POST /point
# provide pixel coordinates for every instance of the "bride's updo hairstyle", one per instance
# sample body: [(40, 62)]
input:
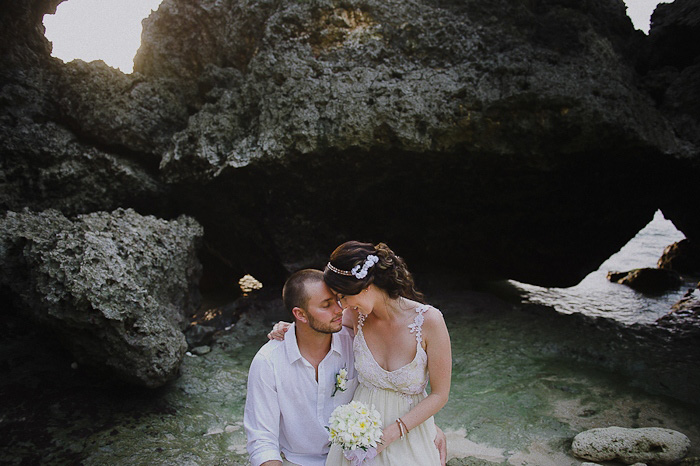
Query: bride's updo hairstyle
[(351, 269)]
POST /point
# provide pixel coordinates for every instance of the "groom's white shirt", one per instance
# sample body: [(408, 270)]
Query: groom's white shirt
[(286, 410)]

********

▸ TASK TO COMPLETE: Lines from the start of the listing above through the line holding "# sample body: [(408, 270)]" are to be duplicated exactly, and nothing more; leave out the pictures.

▸ WRITTEN ANSWER:
POST /point
# provide pixel coordinates for every instance of the "bride's updo hairstyle", one per instance
# sample body: [(40, 62)]
input:
Query: bride's updo hairstyle
[(351, 269)]
POST /point
# provide pixel coordinates for every instance of the "groom's white shirt", one per instance
# sample body: [(408, 270)]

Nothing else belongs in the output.